Exercise brief
Add 130 to every coordinate in the answers of the entries below, from the line containing "If you could place a marker on the wrought" through the end of the entries, both ends included. Write out only those lines again, keeping the requests unchanged.

Excerpted records
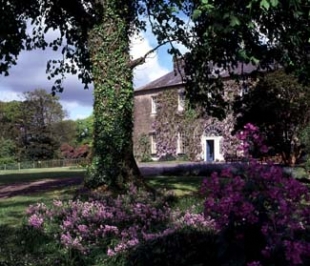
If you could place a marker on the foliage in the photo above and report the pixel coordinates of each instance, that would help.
(112, 226)
(171, 124)
(263, 203)
(7, 151)
(37, 140)
(84, 130)
(70, 152)
(278, 105)
(65, 131)
(94, 42)
(226, 36)
(144, 148)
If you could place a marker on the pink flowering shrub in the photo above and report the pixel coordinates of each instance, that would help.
(113, 224)
(263, 210)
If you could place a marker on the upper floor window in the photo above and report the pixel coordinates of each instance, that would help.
(181, 101)
(153, 144)
(153, 106)
(181, 145)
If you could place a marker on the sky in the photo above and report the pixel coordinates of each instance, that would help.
(30, 74)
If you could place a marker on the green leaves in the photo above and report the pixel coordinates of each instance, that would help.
(265, 4)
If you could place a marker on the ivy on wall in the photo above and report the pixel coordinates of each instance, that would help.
(191, 124)
(169, 123)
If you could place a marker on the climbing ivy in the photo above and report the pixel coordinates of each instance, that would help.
(169, 123)
(113, 94)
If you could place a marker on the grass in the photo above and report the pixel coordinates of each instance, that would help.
(9, 177)
(180, 185)
(12, 209)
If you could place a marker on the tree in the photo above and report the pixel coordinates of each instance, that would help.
(41, 111)
(279, 106)
(84, 130)
(94, 37)
(226, 36)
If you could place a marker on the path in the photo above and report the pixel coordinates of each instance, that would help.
(147, 169)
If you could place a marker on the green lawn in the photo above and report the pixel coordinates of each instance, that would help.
(12, 209)
(7, 177)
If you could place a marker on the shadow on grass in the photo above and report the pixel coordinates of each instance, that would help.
(19, 177)
(179, 248)
(182, 184)
(39, 186)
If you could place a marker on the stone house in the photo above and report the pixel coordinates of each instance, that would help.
(164, 128)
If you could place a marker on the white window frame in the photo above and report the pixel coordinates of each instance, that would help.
(180, 143)
(153, 106)
(153, 144)
(181, 101)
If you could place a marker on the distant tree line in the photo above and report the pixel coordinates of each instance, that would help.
(35, 129)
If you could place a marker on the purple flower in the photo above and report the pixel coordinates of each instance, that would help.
(36, 221)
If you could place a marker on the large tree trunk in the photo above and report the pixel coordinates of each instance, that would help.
(113, 162)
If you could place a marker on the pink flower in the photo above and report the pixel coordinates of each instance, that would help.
(36, 221)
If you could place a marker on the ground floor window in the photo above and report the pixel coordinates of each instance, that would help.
(153, 144)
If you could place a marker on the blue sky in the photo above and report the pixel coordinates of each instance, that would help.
(29, 74)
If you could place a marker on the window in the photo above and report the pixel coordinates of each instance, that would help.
(153, 105)
(244, 89)
(181, 145)
(153, 144)
(181, 101)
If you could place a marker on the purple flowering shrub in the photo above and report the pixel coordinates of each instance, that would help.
(112, 224)
(262, 210)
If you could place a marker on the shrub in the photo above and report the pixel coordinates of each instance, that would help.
(262, 214)
(109, 226)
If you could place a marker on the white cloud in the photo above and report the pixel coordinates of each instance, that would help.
(30, 74)
(152, 68)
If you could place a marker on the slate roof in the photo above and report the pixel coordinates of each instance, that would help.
(174, 78)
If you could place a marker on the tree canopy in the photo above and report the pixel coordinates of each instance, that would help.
(94, 41)
(279, 106)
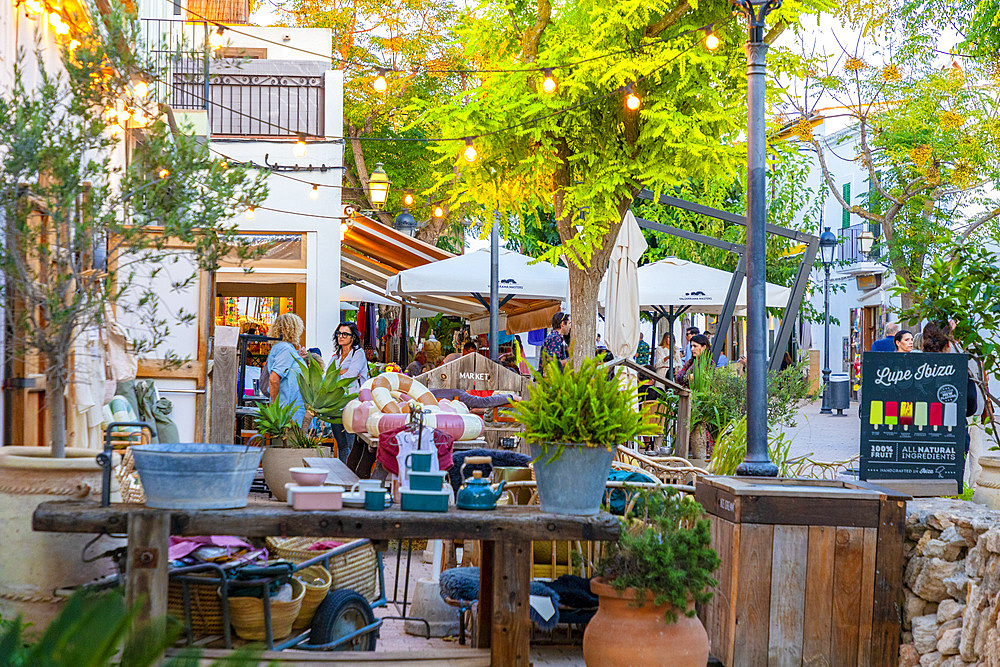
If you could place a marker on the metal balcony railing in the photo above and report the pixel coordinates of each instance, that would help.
(243, 97)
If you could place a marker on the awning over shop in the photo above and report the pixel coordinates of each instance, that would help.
(374, 253)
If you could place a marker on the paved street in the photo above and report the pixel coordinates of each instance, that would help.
(825, 437)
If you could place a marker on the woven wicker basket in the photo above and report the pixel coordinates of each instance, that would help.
(314, 593)
(247, 615)
(356, 570)
(206, 605)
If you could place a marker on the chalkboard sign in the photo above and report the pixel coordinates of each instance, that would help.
(913, 416)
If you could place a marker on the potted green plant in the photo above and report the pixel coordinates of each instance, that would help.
(324, 394)
(573, 421)
(82, 232)
(648, 583)
(273, 420)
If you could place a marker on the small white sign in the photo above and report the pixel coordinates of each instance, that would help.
(542, 604)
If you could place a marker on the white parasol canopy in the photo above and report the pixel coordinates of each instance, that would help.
(621, 330)
(679, 283)
(470, 274)
(364, 292)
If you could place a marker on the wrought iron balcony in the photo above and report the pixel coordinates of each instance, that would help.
(242, 96)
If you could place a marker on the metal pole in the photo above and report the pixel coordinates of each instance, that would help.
(825, 410)
(757, 461)
(495, 286)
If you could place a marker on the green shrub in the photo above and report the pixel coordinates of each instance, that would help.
(666, 551)
(586, 406)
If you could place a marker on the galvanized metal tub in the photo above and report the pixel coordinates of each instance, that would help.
(574, 482)
(196, 476)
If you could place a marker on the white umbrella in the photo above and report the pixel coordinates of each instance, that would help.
(470, 274)
(366, 293)
(677, 282)
(621, 329)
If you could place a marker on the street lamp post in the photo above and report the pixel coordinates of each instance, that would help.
(407, 224)
(827, 244)
(378, 186)
(865, 242)
(757, 461)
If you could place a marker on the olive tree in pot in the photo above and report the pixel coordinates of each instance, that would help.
(574, 420)
(83, 232)
(648, 583)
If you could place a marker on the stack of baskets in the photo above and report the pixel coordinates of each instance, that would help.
(355, 570)
(206, 605)
(247, 614)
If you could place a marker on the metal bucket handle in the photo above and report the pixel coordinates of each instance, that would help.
(105, 458)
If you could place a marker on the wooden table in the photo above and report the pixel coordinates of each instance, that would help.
(505, 566)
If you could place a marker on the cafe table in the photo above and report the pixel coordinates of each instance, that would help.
(505, 565)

Written answer
If you could place a marker on the wrought iron balcony in the photo above and report the pixel coordinates of each instance, that would help.
(372, 226)
If you could place a marker on the metal pole in the photo above and report the pixel coordinates of each instance, that would help.
(955, 540)
(887, 591)
(625, 416)
If you could place a marker on the green shrub in the photo above and report the pixel coordinates of each instance, that would help.
(796, 681)
(716, 536)
If you could place a marker on the galvanized metal tub in the photo above and report the pixel coordinates of each instance, that would help.
(704, 612)
(326, 606)
If you could place a marker on the white umbrella in the photo above and report the pixel coordinates of each instance, that would help.
(600, 404)
(496, 423)
(807, 412)
(751, 459)
If you could place a marker on the street lamp post in the photo above and report the pixel coordinates of each instance, that would help.
(537, 354)
(957, 374)
(508, 316)
(995, 372)
(887, 591)
If you could place a marker on the olive tree in pot in the photo above and report the pixel coordinates of each instance, that would help.
(704, 550)
(213, 362)
(778, 713)
If you could place a marker on the stack of baskets in the photo above and report the pixel coordinates of each instance, that would help.
(485, 700)
(336, 735)
(377, 744)
If you could place a marker on the metal bucket handle in the photo above and report the pixel coordinates of each instance, that would help.
(235, 588)
If you could place a marker on the wooden table in the photo above and report the pixel coordinates of each instance, that would help.
(635, 696)
If you could place a marker on the cafe table in the photo above and report the pixel coordinates of each instance, that would help.
(635, 695)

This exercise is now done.